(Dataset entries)
● ● ● ● ●
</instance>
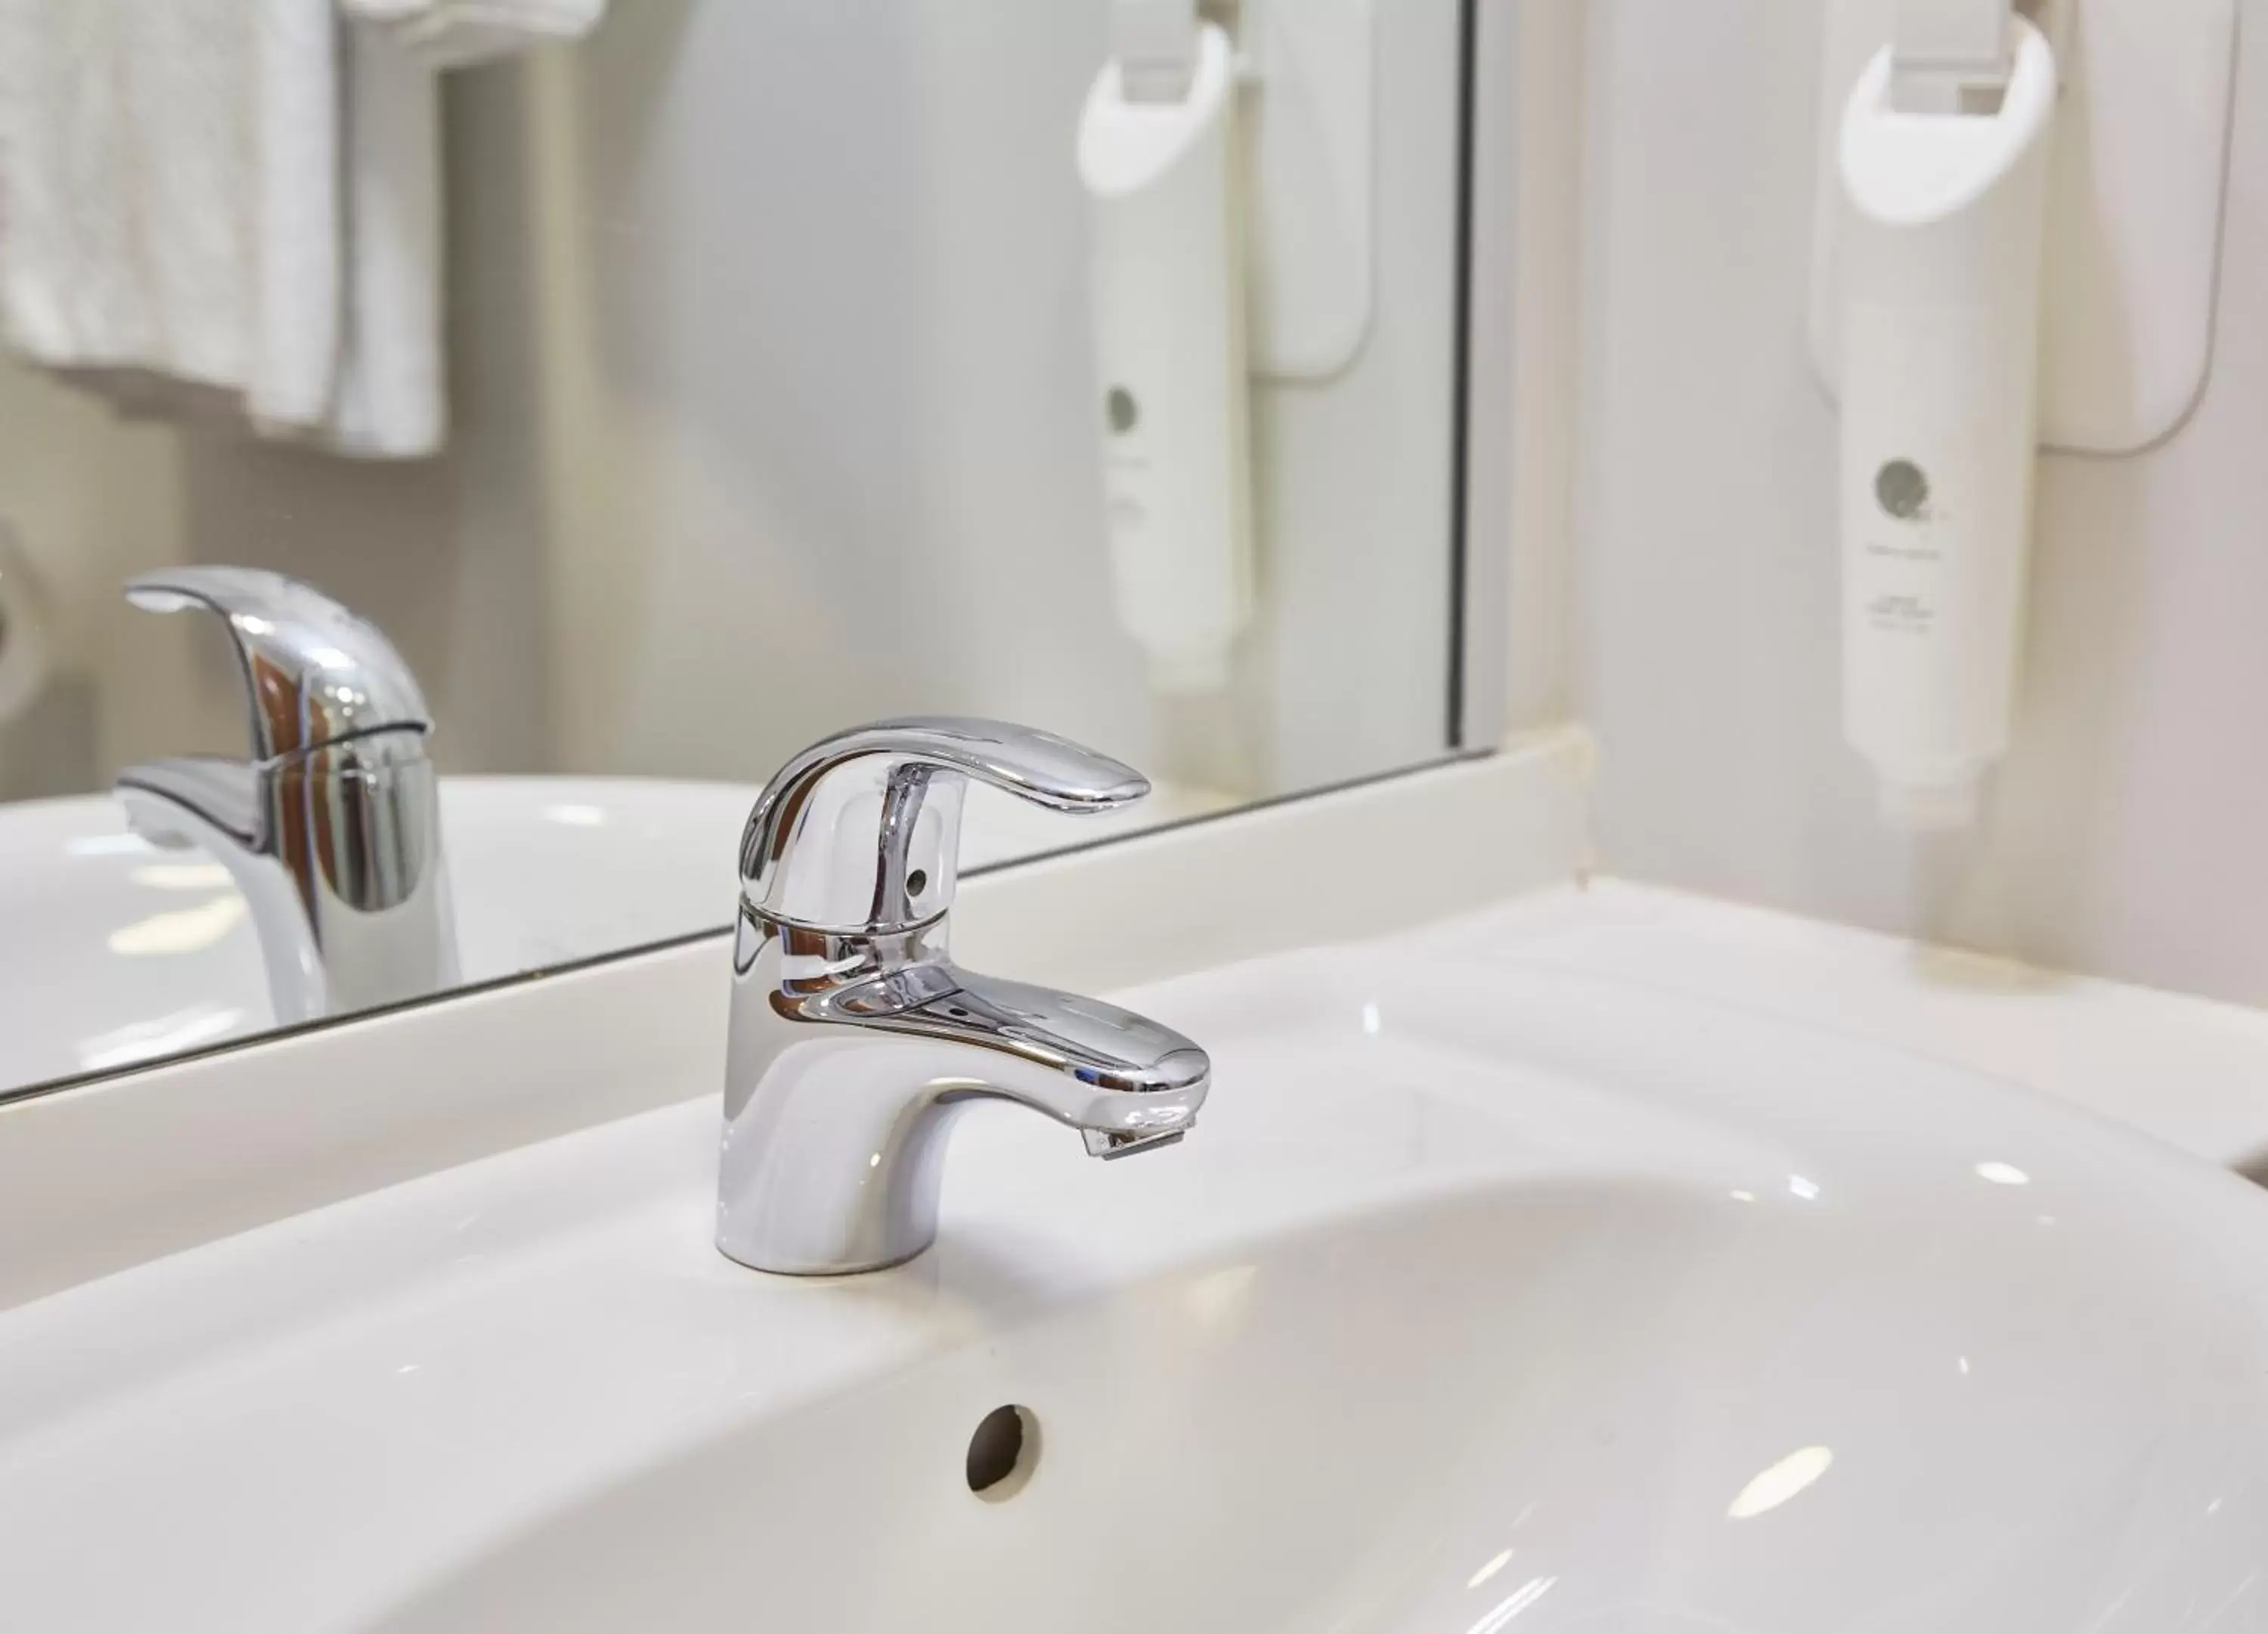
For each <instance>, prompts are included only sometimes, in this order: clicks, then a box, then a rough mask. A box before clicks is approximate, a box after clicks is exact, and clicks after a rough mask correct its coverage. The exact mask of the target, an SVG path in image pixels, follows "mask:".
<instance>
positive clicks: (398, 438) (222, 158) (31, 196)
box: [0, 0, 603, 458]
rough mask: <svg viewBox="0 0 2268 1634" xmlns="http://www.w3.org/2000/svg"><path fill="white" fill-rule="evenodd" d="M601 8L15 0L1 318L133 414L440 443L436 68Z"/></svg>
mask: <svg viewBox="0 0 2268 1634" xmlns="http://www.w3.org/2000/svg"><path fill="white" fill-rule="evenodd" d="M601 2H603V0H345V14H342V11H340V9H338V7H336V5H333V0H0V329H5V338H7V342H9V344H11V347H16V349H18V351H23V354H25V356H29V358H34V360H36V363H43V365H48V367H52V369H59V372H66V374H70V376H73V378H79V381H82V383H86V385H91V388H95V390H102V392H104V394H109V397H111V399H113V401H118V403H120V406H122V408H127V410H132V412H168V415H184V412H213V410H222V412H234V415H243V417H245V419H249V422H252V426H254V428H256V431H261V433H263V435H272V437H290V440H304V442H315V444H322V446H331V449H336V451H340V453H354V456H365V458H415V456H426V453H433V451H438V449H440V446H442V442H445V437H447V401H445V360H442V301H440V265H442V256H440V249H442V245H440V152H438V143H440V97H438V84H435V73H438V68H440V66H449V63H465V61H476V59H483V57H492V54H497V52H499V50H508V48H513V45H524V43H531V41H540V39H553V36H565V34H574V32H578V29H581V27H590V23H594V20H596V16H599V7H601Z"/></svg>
● ● ● ● ●
Lines from the one containing "box: [0, 0, 603, 458]" through the final line of the entries are the only ones to print, and each must match exactly.

RESPONSE TO THE TASK:
box: [0, 0, 603, 458]
rough mask: <svg viewBox="0 0 2268 1634" xmlns="http://www.w3.org/2000/svg"><path fill="white" fill-rule="evenodd" d="M601 8L15 0L1 318L133 414L440 443L436 68Z"/></svg>
mask: <svg viewBox="0 0 2268 1634" xmlns="http://www.w3.org/2000/svg"><path fill="white" fill-rule="evenodd" d="M601 2H603V0H345V14H342V11H340V9H338V7H336V5H333V0H0V329H5V338H7V342H9V344H11V347H16V349H18V351H23V354H25V356H29V358H34V360H36V363H43V365H48V367H52V369H59V372H66V374H70V376H73V378H79V381H82V383H86V385H91V388H95V390H102V392H104V394H109V397H111V399H113V401H118V403H120V406H122V408H127V410H132V412H168V415H184V412H213V410H222V412H234V415H243V417H245V419H249V422H252V426H254V428H256V431H261V433H263V435H272V437H290V440H304V442H315V444H322V446H331V449H336V451H340V453H354V456H365V458H415V456H426V453H433V451H438V449H440V446H442V442H445V437H447V401H445V360H442V301H440V265H442V256H440V249H442V245H440V152H438V143H440V97H438V84H435V73H438V68H440V66H449V63H465V61H476V59H483V57H492V54H497V52H499V50H508V48H513V45H524V43H531V41H540V39H553V36H565V34H574V32H578V29H581V27H590V23H594V20H596V16H599V7H601Z"/></svg>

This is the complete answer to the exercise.